## Passage
□ □ □ □ □ □ □
Cameron Health’s under-the-skin defibrillator may take longer to respond to cardiac events than standard implantable cardiac defibrillators, but speed isn’t always the most important factor in saving a life.
Although Cameron’s S-ICD took longer than 18 seconds to respond in 12% of patients in the ongoing Effortless study, it always responded in time with life-saving therapy and did so while delivering fewer inappropriate shocks to the heart.
"If this study were presented 5 years ago, everyone would say, ‘We’d never program our devices that way; this is going to kill people,’" Dr. Derek Exner, who attended one of Cameron’s S-ICD sessions at the Cardiostim conference in France, told TheHeart.org. "Now we’re seeing that we’re treating a lot of patients who don’t need to be treated and getting these huge rates of inappropriate therapy, and now the mindset has switched and says that longer is better."
The Effortless study, which includes 219 patients so far, had 50% fewer instances of inappropriate shocks than the clinical trials that won the S-ICD a near-unanimous recommendation from the FDA’s circulatory devices panel.
Earlier studies showing higher rates of unnecessary shocks may have been related to physicians skipping important steps in programming the device and selecting appropriate patients, according to a pair of physicians who presented data at the Cardiostim conference in this week.
Dr. Gust Brady, credited with inventing Cameron’s S-ICD, told attendees that physicians in early clinical trials implanted the device in patients whose heart rhythms were outside the preferred pattern recommendations, which a physician can check with a heart rhythm range test provided with the S-ICD system, according to the website.
"If you cheat and try to sneak a patient in that doesn’t pass this test, you’ll have false-positive shocks," Bardy said.
Physicians in earlier clinical trials may also have failed to program the device’s shock zones, which define what types of rhythms the device should consider dangerous enough to merit a shock, according to Dr. Michael Gold, who participated in the device’s early trials.
With proper programming, rates of inappropriate shocking will become "vanishingly low," Gold said.
The device reacted with a shock and reversed abnormal heart rhythms 100% of the time in the study, with a 7% rate of unnecessary shocks. Rates of device-related complications were 2.2% and procedure-related complications were 12.2%.
Boston Scientific (NYSE:BSX) sealed the deal earlier this month with Cameron in a merger worth up to $1.35 billion.
□ □ □ □ □ □ □
(Collected data entries)
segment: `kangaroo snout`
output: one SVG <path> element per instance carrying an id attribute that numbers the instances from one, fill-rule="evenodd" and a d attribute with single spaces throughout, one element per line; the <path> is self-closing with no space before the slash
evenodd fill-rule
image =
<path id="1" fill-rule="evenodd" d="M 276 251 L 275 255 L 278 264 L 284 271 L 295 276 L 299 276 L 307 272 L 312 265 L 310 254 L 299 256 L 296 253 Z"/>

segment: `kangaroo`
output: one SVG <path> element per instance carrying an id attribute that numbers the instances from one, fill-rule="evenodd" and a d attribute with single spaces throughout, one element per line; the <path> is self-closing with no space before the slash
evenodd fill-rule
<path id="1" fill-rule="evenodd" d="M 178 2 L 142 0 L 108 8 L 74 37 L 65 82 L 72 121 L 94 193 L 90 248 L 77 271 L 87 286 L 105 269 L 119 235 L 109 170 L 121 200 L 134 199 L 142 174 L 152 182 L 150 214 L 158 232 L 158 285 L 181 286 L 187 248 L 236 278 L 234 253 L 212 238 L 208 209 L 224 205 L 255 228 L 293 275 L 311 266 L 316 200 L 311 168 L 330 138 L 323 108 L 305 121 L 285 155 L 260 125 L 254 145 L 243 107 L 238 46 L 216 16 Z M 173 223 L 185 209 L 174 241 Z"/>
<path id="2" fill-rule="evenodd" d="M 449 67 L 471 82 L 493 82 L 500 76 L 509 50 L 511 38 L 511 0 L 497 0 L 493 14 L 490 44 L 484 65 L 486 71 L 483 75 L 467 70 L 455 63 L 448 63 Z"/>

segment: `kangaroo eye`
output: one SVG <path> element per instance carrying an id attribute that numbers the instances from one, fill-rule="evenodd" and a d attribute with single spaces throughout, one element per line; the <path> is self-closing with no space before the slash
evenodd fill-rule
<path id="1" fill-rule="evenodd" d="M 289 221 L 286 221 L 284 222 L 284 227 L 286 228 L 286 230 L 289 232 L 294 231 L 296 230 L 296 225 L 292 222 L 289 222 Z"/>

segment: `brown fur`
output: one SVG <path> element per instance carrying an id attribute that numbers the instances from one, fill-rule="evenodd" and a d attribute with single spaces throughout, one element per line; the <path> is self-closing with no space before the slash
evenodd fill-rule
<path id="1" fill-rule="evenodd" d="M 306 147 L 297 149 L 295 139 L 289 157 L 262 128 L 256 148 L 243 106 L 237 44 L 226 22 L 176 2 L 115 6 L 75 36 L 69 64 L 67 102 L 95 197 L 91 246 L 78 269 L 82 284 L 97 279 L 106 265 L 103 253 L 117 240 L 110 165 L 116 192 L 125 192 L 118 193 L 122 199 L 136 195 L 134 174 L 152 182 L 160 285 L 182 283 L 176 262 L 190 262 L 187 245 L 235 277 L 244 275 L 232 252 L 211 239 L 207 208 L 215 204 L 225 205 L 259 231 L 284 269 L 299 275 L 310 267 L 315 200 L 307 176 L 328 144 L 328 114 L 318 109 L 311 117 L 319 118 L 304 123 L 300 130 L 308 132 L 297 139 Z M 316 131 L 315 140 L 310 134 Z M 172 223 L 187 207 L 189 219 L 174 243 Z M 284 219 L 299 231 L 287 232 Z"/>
□ □ □ □ □ □ □
## Tasks to carry out
[A] Retype the part of the S-ICD article that starts at "The Effortless study, which" and ends at "to the website.".
[B] Answer these questions from the S-ICD article.
(i) How many patients does the Effortless study include so far?
(ii) At which conference were the data presented?
(iii) What is the merger between Boston Scientific and Cameron worth?
[C] Rewrite the paragraph of the S-ICD article that begins "The device reacted with a shock" as a short list, keeping its main facts.

## Results in order
[A]
The Effortless study, which includes 219 patients so far, had 50% fewer instances of inappropriate shocks than the clinical trials that won the S-ICD a near-unanimous recommendation from the FDA’s circulatory devices panel.
Earlier studies showing higher rates of unnecessary shocks may have been related to physicians skipping important steps in programming the device and selecting appropriate patients, according to a pair of physicians who presented data at the Cardiostim conference in this week.
Dr. Gust Brady, credited with inventing Cameron’s S-ICD, told attendees that physicians in early clinical trials implanted the device in patients whose heart rhythms were outside the preferred pattern recommendations, which a physician can check with a heart rhythm range test provided with the S-ICD system, according to the website.

[B]
(i) 219 patients
(ii) The Cardiostim conference
(iii) Up to $1.35 billion

[C]
- Shocked and reversed abnormal heart rhythms: 100% of the time
- Unnecessary shocks: 7%
- Device-related complications: 2.2%
- Procedure-related complications: 12.2%